→ **Required tasks**
• A. In the article on millennials and financial planning, rewrite the part that opens with the words "Between the late-1970s" and closes with "with financial planners.", using "smartphones" in place of "cell phones".
• B. According to the article on millennials and financial planning, how does millennials' family wealth compare with what earlier generations held at the same age?

Between the late-1970s and the mid-1990s, the most significant generation in the Canadian workforce referred to as millennials (or Generation Y) was born. As the largest generation by population size in North America, by 2025, three out of every four workers globally will be millennials.1
This first genuinely digital generation, raised amid laptop computers, cell phones, tablets, and other rapidly advancing technologies, is transforming the way they work with financial planners.
Bridging the Intergenerational Wealth Gap
Affluent baby boomers (parents of millennials) reaped the benefits of soaring markets building huge investment portfolios while paying off mortgages. Comparatively, millennials and the following generation Z, are weighed down by student debt, earn lower wages often in short-term contract work, have fewer retirement pensions, and often face volatile markets when investing.2 Thus, their family wealth is 34% below what earlier generations held at the same age.3 Our goal is to increase millennial wealth while they still have time on their side ahead of retirement.
Many Millennials are Financially Savvy
A significant number of millennials have a progressive viewpoint, reflected by this interview with a software engineer:
- “I don’t identify with a financially uneducated millennial… I invest, have no debt (unless you count mortgage), save as much money as possible, have a financial plan, learn about finance for fun etc.” 4
However, others have come to the conclusion they need a financial plan:
- “Almost a third of Canadians between the ages of 18 and 33 concede they are ‘not at all knowledgeable’ about retirement savings plans” plus “More than 40% of respondents admitted to putting off learning about investing because they feel they’re stretched too thin to contribute. Another 28% said they were saving for other purposes.” 5
Strategic Millennial Financial Solutions
Being the most prominent consumer group that influences trends, the right financial strategy must also correspond to the millennial mindset, values and lifestyle, with transparent, open communication.
- Navigating Opportunity and Risk The stock market experienced investor gains during a great bull run since the 2008 Financial Crisis. Yet, it seems to have done little to help millennials get ahead, and as such was a missed opportunity. Asset appreciation is unlikely to be as rapid anytime soon.6 Despite timely global information via Facebook, Twitter, LinkedIn, etc. they remain behind in wealth creation. A recent study indicates that many millennial savers are merely investing to keep up with inflation, or leaving their money sitting in cash.7 Strikingly, those under 35—the furthest away from retirement—are holding twice as much cash not invested, as those over the age of 65, about 33% versus 15%.8
- Aiming to increase Millennial Wealth Millennials open to new ideas, believe financial decisions must allow customized financial processes. In this way their values, needs and desires are built into their wealth building process.

→ **Raw data**
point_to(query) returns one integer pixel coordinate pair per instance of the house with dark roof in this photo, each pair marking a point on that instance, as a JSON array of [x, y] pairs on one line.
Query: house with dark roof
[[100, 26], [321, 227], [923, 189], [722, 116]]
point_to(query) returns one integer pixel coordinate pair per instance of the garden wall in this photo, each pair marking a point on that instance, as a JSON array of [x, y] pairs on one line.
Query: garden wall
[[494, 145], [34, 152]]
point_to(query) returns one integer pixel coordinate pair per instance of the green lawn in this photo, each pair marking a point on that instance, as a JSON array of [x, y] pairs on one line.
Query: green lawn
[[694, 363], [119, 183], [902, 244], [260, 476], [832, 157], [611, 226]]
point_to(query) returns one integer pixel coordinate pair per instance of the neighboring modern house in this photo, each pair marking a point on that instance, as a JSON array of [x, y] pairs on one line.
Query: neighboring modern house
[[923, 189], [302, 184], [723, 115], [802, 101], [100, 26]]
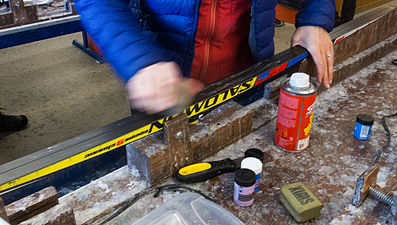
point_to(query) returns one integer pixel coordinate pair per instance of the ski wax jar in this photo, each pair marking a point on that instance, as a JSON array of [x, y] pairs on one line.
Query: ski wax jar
[[364, 123], [244, 184], [255, 165]]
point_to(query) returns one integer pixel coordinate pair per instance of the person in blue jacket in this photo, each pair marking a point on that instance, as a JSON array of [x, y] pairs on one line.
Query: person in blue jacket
[[154, 45]]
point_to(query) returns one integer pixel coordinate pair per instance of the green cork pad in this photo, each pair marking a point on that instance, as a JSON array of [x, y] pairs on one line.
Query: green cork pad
[[300, 202]]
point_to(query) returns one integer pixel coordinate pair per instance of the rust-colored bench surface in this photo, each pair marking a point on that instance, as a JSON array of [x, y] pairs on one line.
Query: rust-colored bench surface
[[329, 167]]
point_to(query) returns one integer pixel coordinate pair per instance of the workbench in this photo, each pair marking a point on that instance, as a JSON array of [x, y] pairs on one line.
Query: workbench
[[330, 165]]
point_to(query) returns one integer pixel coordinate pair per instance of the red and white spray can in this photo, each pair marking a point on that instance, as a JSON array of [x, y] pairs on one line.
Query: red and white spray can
[[295, 112]]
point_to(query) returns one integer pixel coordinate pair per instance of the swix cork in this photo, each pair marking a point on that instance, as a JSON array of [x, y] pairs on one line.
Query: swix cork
[[295, 112]]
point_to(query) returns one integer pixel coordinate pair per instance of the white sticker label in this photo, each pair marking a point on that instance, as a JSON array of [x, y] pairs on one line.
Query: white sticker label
[[302, 144], [364, 131]]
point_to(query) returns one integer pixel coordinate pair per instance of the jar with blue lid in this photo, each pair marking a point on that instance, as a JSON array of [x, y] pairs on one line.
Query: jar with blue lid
[[364, 123]]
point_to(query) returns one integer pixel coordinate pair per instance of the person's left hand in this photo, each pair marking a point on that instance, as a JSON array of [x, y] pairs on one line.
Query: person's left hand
[[318, 42]]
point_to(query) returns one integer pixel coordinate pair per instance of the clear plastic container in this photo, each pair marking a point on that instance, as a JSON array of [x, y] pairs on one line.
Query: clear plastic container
[[189, 209]]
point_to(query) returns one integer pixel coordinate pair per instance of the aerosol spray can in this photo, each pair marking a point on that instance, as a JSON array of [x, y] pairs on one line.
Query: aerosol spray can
[[295, 112]]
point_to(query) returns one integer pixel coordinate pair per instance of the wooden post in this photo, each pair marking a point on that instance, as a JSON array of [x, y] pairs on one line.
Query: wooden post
[[177, 139], [32, 205], [3, 213]]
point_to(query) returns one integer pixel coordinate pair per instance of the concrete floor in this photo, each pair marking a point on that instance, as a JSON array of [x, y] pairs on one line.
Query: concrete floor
[[63, 92]]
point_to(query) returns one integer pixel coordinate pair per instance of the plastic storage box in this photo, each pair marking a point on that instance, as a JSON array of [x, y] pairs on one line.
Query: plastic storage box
[[189, 209]]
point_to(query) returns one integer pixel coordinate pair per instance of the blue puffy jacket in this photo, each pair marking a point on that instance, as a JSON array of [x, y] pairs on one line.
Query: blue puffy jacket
[[134, 34]]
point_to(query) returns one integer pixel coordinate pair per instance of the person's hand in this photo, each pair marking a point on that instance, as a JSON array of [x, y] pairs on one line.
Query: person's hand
[[156, 87], [318, 42]]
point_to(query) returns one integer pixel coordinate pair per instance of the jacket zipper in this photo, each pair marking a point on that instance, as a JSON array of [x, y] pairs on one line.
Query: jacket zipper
[[142, 13], [204, 67]]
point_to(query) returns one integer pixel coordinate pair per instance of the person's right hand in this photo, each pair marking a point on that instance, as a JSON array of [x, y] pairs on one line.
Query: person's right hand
[[156, 87]]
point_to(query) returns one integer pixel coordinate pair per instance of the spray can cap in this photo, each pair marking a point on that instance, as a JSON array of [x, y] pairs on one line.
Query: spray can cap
[[299, 80]]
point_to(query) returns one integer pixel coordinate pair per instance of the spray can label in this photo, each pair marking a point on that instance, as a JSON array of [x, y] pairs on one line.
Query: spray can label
[[294, 120]]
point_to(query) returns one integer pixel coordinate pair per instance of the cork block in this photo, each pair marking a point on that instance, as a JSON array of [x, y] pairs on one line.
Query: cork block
[[300, 202]]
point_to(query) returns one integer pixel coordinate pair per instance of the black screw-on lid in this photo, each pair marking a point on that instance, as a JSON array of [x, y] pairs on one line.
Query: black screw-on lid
[[254, 152], [245, 177], [365, 119]]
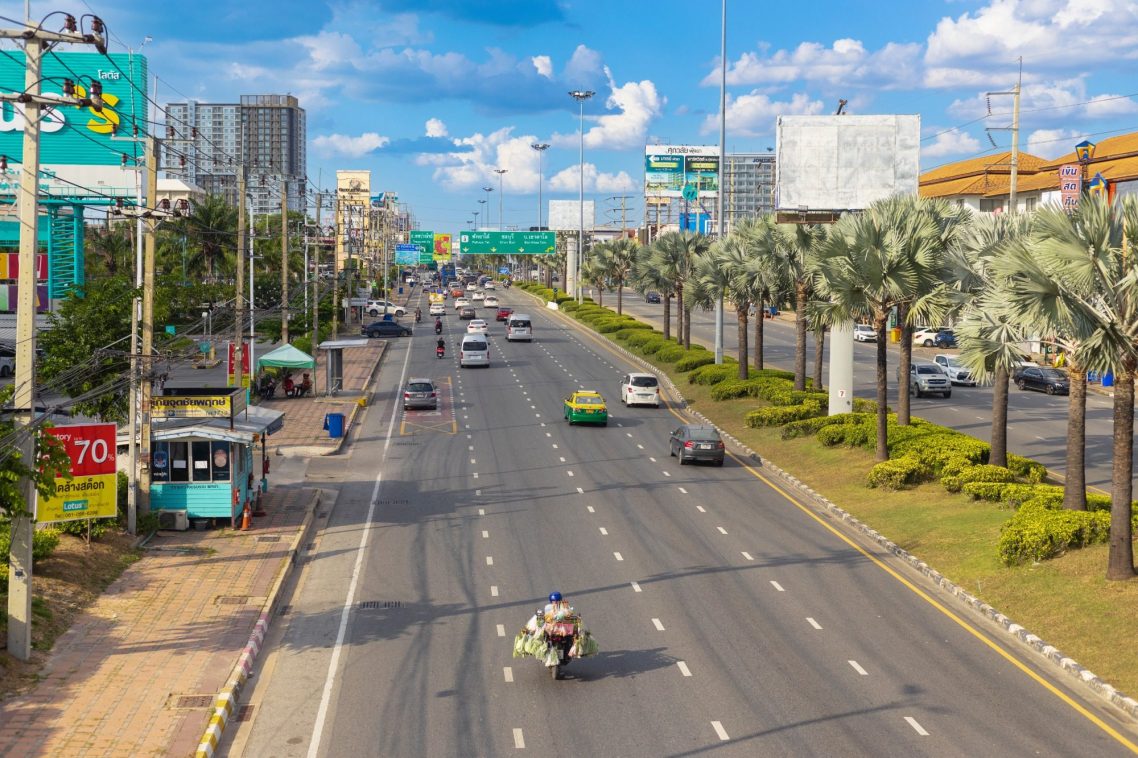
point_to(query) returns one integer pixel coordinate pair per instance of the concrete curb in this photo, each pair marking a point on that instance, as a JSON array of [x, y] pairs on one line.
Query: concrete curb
[[229, 698], [1049, 653]]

→ **Results in order**
• A.
Between the late-1970s and the mid-1990s, the most significant generation in the Canadian workforce referred to as millennials (or Generation Y) was born. As the largest generation by population size in North America, by 2025, three out of every four workers globally will be millennials.1
This first genuinely digital generation, raised amid laptop computers, smartphones, tablets, and other rapidly advancing technologies, is transforming the way they work with financial planners.

• B. It is 34% lower.